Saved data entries
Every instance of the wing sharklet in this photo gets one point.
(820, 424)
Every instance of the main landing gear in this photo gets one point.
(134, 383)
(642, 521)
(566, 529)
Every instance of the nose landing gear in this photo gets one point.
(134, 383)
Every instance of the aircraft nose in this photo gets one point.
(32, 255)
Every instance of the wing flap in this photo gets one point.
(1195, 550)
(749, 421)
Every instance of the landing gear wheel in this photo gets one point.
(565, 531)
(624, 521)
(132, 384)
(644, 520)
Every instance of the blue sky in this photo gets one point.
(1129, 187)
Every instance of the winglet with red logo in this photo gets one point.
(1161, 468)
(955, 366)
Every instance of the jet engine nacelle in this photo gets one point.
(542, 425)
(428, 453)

## [Assignment]
All the entries must be retyped exactly.

## [Exercise result]
Every instance of the wing sharklet in this photo gets one point.
(820, 424)
Every instance of the main landing gear in this photo gets one point.
(134, 383)
(642, 521)
(566, 529)
Every instance of the nose landing gear in this photo gets one point.
(134, 383)
Every instance of the aircraft nose in this photo gets one point.
(32, 255)
Every instance of the wing flap in this photo gets one point.
(1195, 550)
(749, 421)
Every instance of the landing gear wheel in this photo gets one point.
(565, 531)
(624, 521)
(132, 384)
(644, 520)
Every instance of the blue sky in this photo gets one point.
(1129, 187)
Every instance of the winglet with red logo in this photo gets one point.
(1161, 468)
(955, 366)
Every instance of the jet engine nacelle in this photo gets one point.
(542, 425)
(428, 453)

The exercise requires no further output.